Document passage
-------------------------
Oxfam believes that funding in West Africa should focus on adaptation measures, rather than mitigation given the region is a very low contributor to global greenhouse gas emissions. However, there is an 82 percent gap between the adaptation funding reported in 2019 and the needs expressed by West African countries.

Chad, the world’s most vulnerable and least prepared country for climate change, has the largest funding gap for adaptation with 95 percent of its financial needs not covered (US$1.49 billion of US$1.57 billion per year) by 2030. These findings are all the more alarming given that hunger is increasing at an unprecedented rate in the region, in part driven by droughts that are becoming more frequent and severe as rainfall becomes more erratic and unpredictable. There has been a 154 percent increase in the number of people now food insecure between March-May 2022 compared to the five-year average between 2017-2021.

“We demand that all donors urgently increase their climate financing and honour their promises. These funds must be disbursed as grants not loans and must respond to the priorities and adaptation needs of recipient countries and their communities,” said Sidi.

The report’s recommendations support the recent joint statement by two dozen African leaders meeting earlier this month at a forum in Cairo, where they urged the richest countries to uphold their aid pledges so the continent can tackle the effects of climate change for which it shares little blame.

The report is being published ahead of citizen caravans organised by about 100 African civil society organisations, including Oxfam, that will travel across 23 countries on the continent to Egypt. The caravans will mobilise communities and policy makers along the way to highlight the harm that climate change is causing to Africa and demand more justice in climate finance.

“As Africa heats up, African communities’ temperature is rising too. Today, people are uniting to demand more climate justice. The international community, and rich donors in particular, must urgently hear their cries,” said Sidi.

 

Notes to the editors

  • Download the report Climate Finance in West Africa: Assessing the State of Climate Finance in One of the World’s Regions Worst Hit by the Climate Crisis. The eight West African countries analysed are Senegal, Mauritania, Mali, Burkina Faso, Niger, Ghana and Nigeria.
-------------------------
Supplied records
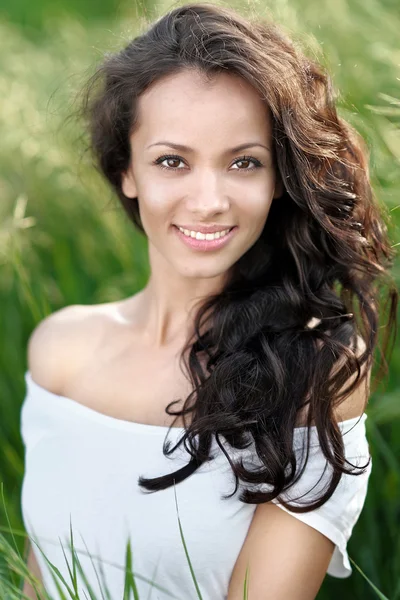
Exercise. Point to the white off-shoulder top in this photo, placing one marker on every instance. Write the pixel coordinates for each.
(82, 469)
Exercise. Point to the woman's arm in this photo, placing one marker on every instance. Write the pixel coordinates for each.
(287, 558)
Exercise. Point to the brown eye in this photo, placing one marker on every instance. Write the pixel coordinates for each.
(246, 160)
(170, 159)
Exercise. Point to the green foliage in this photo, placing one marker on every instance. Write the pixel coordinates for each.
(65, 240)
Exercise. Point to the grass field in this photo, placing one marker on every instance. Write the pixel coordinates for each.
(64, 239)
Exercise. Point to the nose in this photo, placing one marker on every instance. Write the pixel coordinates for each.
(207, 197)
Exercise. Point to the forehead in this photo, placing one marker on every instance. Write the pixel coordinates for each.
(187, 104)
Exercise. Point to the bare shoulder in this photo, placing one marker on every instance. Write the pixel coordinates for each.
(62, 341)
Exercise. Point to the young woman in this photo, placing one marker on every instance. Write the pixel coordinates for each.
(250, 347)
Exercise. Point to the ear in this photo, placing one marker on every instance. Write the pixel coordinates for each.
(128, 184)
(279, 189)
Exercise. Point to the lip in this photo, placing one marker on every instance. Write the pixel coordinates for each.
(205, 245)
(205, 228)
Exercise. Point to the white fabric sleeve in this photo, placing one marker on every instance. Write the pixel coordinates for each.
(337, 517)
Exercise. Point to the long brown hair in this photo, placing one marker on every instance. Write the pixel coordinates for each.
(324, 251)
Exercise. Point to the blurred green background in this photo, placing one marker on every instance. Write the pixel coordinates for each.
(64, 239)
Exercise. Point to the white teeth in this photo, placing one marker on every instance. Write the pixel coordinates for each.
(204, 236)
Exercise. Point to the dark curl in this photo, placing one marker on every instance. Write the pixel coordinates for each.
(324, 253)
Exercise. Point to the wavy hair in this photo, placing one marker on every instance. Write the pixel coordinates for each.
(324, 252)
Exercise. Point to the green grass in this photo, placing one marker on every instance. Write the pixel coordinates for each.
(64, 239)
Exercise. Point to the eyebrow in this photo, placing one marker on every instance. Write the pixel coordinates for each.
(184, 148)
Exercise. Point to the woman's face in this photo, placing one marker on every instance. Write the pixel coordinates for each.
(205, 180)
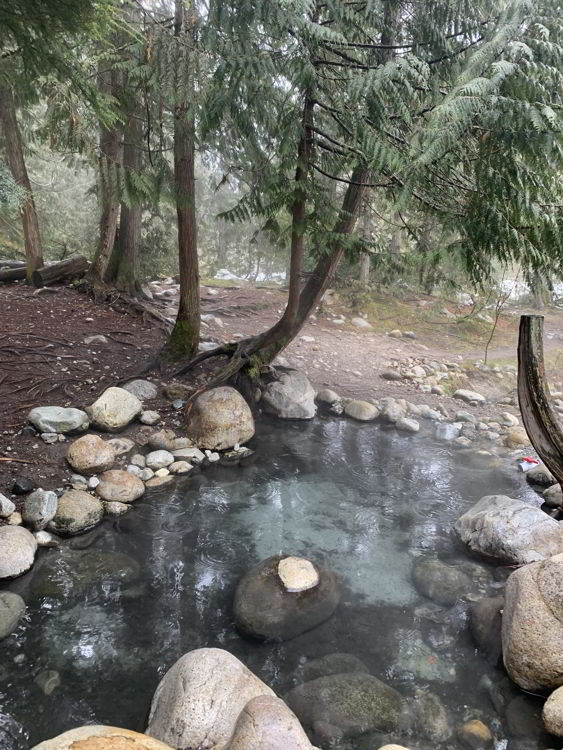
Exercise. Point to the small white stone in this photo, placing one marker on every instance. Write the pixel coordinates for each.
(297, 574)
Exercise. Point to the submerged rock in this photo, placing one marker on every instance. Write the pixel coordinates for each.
-------------------------
Work instructions
1 > In the climate finance passage, what share of Chad's adaptation financial needs is not covered?
2 > Give everything in the climate finance passage from "Chad, the world’s" down to "average between 2017-2021.", swapping "droughts" for "dry spells".
3 > Carry on the climate finance passage from its last sentence.

In response
1 > 95 percent (US$1.49 billion of US$1.57 billion per year).

2 >
Chad, the world’s most vulnerable and least prepared country for climate change, has the largest funding gap for adaptation with 95 percent of its financial needs not covered (US$1.49 billion of US$1.57 billion per year) by 2030. These findings are all the more alarming given that hunger is increasing at an unprecedented rate in the region, in part driven by dry spells that are becoming more frequent and severe as rainfall becomes more erratic and unpredictable. There has been a 154 percent increase in the number of people now food insecure between March-May 2022 compared to the five-year average between 2017-2021.

3 >
  • The levels of climate finance reported by global donors in 2019 (US$2.5 billion) represent only 12.7 percent of the average annual financial needs for external climate finance expressed by West African countries in their nationally determined contributions (NDCs) (covering the period 2021-2030). However, when considering Climate-specific net assistance (CSNA), current public funding that can be considered relevant for climate action would fall to 7.1 percent of average annual needs between 2021 and 2030, representing an alarming climate finance gap of 92.9 percent. The CSNA is a method of calculating climate finance developed by Oxfam, designed to be more equitable than the tools currently used by donors. The CSNA estimate includes 100 percent grants and grant equivalent of loans, guarantees and other debt instruments.
  • Oxfam’s estimate of net climate-specific aid is based on climate-related development finance as documented by the OECD.
  • See the Aggregate trends of climate finance provided and mobilized by developed countries in 2013-2020 against the 100 billion annual target, OECD, 2022.
  • Follow the caravans for the climate in Africa that will crisscross 23 African countries (Senegal, Benin, Niger, Ghana, Nigeria, Mali, Burkina Faso, Chad, Kenya, Uganda, Ethiopia, Ivory Coast, DRC, Gambia, Guinea, Malawi, Mauritania, Mozambique, South Africa, South Sudan, Togo, Zambia, Zimbabwe and Somalia) and will converge in Sharm el Sheikh, Egypt, at the time of the world climate conference (COP 27) from November 7 to 18, 2022. These caravans are a catalyst for the demands of African populations -especially youth and women- on climate finance (loss and damage, adaptation, and mitigation). They are organized by civil society organisations such as Young Volunteers for the Environment (YVE), CIDSE – International family of Catholic social justice organizations and a hundred others, with the support of Oxfam.
  • According to Government Spending Watch, in Ghana in 2019, total public debt service (external and domestic) reached 75 percent of government revenue, with domestic debt accounting for two-thirds.
  • The Notre Dame Global Adaptation Initiative (ND-GAIN) index assesses a country’s vulnerability to climate disruption and its ability to mobilise investment. Chad is ranked 182nd out of 182 countries.
  • While some loans are concessional, Oxfam is even more concerned by the high prevalence of non-concessional finance among some donors, especially the AfDB (US$454m; 43 percent of its total), United States (US$308m; 39 percent of total), the GCF (US$229m; 73 percent of total), France (US$167m; 13 percent of total), and the EIB (US$137m; 68 percent of total).
  • The newly released report by World Bank Country Climate and Development Report (CCDR) for the G5 Sahel region estimates that up to 13.5 million people across the Sahel could fall into poverty due to climate change-related shocks by 2050 if urgent climate adaptation measures are not taken.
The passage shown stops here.